Material ::

>> begin

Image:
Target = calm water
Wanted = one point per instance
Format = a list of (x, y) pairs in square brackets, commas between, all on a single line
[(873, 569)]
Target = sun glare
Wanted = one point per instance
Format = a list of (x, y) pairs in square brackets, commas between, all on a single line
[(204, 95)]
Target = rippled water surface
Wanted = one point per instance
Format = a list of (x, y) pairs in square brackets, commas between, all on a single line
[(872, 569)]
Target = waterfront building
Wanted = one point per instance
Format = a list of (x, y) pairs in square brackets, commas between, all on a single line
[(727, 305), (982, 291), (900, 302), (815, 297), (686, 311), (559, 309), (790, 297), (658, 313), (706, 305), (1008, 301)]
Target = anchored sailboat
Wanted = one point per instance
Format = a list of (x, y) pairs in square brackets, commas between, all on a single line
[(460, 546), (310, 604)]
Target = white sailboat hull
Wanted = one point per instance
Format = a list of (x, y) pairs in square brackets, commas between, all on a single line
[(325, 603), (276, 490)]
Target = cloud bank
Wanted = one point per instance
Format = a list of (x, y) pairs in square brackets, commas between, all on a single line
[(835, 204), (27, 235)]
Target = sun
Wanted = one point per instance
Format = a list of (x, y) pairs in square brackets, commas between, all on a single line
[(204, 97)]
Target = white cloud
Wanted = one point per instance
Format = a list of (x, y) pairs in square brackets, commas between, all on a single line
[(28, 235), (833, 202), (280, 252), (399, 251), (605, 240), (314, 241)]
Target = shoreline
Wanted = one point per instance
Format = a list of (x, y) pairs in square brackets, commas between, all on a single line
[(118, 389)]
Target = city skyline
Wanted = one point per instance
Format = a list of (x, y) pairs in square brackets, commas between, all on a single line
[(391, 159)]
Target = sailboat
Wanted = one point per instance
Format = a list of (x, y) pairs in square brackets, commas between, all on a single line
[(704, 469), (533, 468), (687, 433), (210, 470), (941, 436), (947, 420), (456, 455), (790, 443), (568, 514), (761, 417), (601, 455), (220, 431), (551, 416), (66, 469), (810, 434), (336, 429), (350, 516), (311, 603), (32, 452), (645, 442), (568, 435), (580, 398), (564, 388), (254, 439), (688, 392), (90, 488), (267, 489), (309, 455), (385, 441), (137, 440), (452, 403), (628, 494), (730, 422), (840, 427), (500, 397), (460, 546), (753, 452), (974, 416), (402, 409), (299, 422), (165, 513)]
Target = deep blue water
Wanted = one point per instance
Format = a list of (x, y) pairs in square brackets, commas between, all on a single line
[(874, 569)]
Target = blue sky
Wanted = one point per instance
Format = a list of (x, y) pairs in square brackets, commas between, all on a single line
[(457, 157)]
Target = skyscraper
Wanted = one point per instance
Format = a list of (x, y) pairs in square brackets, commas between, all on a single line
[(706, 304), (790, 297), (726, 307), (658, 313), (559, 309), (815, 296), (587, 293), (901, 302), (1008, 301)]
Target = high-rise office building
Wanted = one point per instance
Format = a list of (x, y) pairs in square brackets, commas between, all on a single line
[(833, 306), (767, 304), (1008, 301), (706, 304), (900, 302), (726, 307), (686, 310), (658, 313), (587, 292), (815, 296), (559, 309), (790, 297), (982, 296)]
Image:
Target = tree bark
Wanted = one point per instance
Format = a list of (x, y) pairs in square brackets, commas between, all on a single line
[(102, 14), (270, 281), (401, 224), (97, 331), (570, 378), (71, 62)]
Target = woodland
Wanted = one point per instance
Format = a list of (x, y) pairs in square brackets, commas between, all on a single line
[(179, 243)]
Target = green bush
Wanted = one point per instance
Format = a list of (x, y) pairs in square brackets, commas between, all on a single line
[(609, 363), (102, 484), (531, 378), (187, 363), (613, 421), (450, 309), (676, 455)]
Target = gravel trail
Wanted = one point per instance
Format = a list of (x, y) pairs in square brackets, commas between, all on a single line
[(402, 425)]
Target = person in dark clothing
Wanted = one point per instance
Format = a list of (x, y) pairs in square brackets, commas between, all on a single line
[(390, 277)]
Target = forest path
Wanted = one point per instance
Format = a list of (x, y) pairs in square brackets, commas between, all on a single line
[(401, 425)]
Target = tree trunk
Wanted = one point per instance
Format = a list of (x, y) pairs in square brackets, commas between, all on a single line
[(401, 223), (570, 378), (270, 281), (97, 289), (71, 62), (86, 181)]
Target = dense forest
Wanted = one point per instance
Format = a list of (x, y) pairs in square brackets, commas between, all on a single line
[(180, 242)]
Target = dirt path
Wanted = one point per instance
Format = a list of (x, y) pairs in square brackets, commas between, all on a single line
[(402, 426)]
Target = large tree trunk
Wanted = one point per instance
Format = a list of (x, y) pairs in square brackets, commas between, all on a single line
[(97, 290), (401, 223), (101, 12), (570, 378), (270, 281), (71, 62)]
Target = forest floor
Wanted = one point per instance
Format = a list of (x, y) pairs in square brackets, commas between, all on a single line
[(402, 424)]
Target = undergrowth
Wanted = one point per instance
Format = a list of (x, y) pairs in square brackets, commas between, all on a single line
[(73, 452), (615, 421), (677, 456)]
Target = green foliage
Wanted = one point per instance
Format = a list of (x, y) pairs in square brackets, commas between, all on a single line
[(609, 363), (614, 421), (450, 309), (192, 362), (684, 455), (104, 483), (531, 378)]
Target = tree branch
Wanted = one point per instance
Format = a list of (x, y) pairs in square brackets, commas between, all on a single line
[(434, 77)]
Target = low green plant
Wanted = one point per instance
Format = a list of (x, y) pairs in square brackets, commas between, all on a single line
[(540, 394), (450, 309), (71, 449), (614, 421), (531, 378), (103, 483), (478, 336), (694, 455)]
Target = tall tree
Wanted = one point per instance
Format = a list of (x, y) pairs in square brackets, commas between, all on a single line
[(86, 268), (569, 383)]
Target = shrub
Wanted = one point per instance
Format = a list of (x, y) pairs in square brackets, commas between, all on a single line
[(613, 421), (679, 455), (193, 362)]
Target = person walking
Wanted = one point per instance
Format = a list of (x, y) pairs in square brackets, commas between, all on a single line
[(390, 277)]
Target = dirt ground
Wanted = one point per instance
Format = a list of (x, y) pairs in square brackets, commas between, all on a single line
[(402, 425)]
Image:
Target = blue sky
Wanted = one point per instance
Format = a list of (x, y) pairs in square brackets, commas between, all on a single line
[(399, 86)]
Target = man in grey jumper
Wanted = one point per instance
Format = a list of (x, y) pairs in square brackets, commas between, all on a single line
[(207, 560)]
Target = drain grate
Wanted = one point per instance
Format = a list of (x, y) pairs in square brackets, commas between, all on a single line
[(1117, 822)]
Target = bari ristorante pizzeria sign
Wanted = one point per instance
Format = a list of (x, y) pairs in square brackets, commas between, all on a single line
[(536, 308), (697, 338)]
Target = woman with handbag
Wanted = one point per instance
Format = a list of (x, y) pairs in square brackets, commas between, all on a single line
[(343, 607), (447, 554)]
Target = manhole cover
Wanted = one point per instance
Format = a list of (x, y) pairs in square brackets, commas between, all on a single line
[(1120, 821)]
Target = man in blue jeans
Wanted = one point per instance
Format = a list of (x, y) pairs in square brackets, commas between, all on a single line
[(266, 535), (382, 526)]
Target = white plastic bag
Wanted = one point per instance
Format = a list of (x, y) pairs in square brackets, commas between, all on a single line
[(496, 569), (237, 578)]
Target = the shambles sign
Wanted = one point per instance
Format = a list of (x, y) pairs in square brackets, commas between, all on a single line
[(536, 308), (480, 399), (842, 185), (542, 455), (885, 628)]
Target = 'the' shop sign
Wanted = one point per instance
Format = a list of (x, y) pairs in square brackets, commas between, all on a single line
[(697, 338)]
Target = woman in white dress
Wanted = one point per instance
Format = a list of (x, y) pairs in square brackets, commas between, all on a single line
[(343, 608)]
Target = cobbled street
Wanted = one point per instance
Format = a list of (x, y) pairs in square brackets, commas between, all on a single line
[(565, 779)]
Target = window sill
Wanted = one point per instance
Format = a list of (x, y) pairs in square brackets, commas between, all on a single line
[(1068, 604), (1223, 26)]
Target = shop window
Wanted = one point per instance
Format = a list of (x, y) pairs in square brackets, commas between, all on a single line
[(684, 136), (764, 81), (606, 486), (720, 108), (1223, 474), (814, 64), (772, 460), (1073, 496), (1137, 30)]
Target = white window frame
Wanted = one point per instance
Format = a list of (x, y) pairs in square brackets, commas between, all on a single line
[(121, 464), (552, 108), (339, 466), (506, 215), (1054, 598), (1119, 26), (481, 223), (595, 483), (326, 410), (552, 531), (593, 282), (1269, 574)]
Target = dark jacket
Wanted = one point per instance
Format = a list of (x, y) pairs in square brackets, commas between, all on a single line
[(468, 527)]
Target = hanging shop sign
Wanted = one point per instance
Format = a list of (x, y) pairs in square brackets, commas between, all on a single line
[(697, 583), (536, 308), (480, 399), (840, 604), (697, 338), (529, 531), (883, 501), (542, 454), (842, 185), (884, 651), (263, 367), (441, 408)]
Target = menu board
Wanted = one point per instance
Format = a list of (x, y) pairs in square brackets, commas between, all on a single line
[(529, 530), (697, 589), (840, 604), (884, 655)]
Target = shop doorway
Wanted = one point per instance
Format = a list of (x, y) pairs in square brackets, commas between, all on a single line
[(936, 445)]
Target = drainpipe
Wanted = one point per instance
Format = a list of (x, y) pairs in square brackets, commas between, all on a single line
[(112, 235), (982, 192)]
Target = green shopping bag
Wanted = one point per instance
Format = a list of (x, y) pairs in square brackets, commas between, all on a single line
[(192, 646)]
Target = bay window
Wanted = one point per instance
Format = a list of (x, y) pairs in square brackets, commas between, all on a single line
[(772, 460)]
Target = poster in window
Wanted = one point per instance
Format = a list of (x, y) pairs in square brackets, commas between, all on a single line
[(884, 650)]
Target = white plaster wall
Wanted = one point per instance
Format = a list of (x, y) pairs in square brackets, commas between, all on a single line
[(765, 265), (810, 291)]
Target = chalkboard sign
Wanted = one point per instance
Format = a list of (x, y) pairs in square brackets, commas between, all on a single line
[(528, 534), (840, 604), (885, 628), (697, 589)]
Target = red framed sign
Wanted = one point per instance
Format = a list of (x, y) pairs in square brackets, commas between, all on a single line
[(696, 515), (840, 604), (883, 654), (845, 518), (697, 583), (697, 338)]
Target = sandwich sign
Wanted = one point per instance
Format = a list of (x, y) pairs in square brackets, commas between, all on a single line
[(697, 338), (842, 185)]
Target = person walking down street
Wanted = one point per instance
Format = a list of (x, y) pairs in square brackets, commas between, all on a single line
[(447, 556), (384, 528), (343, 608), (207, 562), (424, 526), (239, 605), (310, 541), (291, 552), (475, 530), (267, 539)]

>> end

Short exercise :: Print the line containing "Target = chalkboard sign" and every line after it to the end of the records above, exactly as written, and nothing else.

Reply ::
Target = chalkboard sign
Wanted = one point per instance
Format = a list of (x, y) pairs in square brackets, commas between, all on a single line
[(528, 534), (840, 604), (885, 628), (697, 589)]
Target = red framed sign
Wanted = one point per instance
Format = a list of (x, y) pairs in square brackets, commas between, all on a single line
[(696, 515), (840, 604), (883, 654), (845, 518), (697, 583), (697, 338)]
Target = sandwich sign
Wanted = one point per instance
Format = a list of (x, y) pairs in square brackets, commas between, all on a single line
[(697, 338), (842, 185)]
Target = person walking down street
Wanted = one point per instance
Format = a list of (x, y) pairs in square brackets, commas between, all on a single line
[(447, 556), (384, 528), (343, 608), (207, 562), (424, 526), (239, 605), (310, 541), (291, 552), (475, 530), (267, 539)]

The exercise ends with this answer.